Bloco de texto:
----

Até a reforma do Código Mineral, o cálculo dos royalties da mineração era feito a partir da receita líquida. Dessa forma, era possível, por meio de manobras contábeis, reduzir o pagamento ao Estado. Por exemplo, foi estimado que, entre 1991 e 2007, a Vale deixou de pagar R$ 5,6 bilhões ao governo. Em 2012, depois de 18 meses de negociação, acordou-se que um valor de apenas R$ 1,4 bilhão seria pago. Uma importante mudança no Código Mineral, apesar da pressão contrária das empresas, foi alterar a base de cálculo para faturamento bruto para evitar esse tipo de manobra.

----

Material exibido:

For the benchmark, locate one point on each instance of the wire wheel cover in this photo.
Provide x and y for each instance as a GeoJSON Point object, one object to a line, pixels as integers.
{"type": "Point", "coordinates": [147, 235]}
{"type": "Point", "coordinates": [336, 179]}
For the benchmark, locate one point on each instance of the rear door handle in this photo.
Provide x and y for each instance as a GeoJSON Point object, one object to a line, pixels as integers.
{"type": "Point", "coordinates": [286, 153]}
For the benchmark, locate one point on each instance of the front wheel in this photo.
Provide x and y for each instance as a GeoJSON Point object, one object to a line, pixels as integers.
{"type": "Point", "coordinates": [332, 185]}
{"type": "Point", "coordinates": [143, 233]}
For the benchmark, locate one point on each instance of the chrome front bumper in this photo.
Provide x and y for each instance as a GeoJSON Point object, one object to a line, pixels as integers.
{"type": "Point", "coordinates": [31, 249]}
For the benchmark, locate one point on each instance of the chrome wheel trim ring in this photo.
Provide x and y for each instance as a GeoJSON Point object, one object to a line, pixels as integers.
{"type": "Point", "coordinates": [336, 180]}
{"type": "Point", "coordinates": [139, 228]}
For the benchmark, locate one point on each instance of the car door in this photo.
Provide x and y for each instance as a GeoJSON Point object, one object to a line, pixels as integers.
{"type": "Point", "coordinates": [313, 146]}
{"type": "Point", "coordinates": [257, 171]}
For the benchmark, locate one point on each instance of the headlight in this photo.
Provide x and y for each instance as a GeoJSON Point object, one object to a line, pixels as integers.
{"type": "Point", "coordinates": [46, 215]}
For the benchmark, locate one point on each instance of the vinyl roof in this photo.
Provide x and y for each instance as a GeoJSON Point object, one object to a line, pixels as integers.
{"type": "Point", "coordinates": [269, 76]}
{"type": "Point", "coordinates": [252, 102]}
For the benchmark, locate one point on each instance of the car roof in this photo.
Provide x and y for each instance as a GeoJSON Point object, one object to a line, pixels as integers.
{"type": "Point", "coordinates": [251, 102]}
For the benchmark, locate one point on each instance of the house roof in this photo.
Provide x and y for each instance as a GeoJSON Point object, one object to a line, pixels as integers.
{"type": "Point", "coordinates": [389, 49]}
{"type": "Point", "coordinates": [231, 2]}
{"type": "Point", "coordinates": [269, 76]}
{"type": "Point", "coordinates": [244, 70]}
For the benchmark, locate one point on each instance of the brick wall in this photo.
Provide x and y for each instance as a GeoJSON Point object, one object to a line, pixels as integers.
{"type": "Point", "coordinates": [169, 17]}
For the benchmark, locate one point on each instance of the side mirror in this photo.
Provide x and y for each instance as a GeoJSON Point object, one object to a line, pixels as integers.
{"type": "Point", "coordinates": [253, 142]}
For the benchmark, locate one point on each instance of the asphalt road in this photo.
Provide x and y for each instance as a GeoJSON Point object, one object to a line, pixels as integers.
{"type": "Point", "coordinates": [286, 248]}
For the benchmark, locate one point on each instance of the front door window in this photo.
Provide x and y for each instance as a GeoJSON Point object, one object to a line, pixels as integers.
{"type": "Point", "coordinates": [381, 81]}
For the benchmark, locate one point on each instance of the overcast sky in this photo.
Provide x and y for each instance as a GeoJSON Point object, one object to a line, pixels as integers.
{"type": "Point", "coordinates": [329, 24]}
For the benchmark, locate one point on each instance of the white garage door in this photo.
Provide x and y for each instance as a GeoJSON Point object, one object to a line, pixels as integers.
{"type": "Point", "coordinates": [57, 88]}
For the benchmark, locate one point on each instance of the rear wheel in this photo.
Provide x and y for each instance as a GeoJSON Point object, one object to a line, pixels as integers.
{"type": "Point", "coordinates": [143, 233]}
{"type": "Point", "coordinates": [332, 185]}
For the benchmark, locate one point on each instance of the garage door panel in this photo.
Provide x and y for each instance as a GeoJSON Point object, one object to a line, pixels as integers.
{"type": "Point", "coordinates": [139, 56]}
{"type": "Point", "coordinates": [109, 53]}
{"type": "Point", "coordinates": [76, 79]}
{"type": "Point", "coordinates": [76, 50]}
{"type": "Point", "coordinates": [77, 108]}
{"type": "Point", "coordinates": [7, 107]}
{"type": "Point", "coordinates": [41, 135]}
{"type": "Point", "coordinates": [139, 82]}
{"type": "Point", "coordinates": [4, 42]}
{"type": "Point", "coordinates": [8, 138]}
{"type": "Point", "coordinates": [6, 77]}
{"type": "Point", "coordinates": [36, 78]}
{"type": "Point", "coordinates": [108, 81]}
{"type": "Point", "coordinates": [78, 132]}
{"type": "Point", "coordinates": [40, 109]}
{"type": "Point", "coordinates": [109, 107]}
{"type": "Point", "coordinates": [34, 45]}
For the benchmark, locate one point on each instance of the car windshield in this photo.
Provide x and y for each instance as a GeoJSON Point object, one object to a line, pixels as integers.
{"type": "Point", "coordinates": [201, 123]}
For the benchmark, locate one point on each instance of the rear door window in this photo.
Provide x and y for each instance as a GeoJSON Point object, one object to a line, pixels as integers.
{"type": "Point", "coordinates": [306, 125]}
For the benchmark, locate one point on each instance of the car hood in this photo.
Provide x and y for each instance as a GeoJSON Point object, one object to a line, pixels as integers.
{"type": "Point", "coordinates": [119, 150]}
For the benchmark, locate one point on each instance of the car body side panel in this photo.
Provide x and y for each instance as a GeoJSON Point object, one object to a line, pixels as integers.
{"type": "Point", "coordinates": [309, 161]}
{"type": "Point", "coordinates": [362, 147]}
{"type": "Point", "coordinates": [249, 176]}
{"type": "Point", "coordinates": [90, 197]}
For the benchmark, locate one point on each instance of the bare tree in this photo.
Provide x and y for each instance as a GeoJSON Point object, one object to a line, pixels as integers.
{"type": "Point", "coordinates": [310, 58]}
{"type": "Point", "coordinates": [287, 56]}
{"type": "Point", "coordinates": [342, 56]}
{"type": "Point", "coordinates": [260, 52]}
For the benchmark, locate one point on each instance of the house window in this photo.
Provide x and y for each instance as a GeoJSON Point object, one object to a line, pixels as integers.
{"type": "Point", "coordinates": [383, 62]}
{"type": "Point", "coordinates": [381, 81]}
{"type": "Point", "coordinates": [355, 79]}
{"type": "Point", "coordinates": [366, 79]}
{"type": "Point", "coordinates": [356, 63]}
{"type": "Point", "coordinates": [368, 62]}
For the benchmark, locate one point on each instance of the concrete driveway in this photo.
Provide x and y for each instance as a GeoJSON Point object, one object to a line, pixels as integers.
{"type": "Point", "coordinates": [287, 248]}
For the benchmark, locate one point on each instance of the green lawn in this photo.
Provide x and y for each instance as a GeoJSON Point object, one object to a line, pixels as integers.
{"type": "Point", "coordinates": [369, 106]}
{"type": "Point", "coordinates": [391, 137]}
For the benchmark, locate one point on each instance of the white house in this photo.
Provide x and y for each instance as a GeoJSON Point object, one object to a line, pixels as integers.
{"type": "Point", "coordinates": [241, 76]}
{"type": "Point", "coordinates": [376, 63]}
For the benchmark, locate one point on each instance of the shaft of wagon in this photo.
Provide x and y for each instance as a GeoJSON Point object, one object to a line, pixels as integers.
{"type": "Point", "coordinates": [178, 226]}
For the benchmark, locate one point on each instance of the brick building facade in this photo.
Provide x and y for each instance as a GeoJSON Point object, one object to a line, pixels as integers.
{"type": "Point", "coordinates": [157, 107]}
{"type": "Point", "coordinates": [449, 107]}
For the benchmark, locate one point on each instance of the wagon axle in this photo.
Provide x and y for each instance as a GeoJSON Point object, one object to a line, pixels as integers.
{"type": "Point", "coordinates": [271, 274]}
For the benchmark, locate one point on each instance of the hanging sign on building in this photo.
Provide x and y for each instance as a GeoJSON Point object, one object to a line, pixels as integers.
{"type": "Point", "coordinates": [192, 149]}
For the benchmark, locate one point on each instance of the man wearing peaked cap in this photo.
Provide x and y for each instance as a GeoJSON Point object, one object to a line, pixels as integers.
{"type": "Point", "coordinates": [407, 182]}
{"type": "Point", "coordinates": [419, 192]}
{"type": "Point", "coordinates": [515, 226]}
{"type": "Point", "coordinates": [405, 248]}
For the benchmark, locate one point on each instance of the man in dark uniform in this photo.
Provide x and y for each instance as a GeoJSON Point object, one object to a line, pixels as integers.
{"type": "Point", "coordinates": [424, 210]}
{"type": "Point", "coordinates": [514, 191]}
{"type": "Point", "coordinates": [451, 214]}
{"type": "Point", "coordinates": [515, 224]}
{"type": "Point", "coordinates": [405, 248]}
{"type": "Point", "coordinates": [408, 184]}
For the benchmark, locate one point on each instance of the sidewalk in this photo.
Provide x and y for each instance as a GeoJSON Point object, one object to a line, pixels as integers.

----

Partes do exercício:
a) No texto sobre os royalties da mineração, quanto tempo durou a negociação antes do acordo de 2012?
b) Edite o trecho do texto sobre os royalties da mineração que começa nas palavras "Até a reforma" e termina após "tipo de manobra.", substituindo "Estado" por "poder público".

Respostas numeradas:
a) 18 meses.

b)
Até a reforma do Código Mineral, o cálculo dos royalties da mineração era feito a partir da receita líquida. Dessa forma, era possível, por meio de manobras contábeis, reduzir o pagamento ao poder público. Por exemplo, foi estimado que, entre 1991 e 2007, a Vale deixou de pagar R$ 5,6 bilhões ao governo. Em 2012, depois de 18 meses de negociação, acordou-se que um valor de apenas R$ 1,4 bilhão seria pago. Uma importante mudança no Código Mineral, apesar da pressão contrária das empresas, foi alterar a base de cálculo para faturamento bruto para evitar esse tipo de manobra.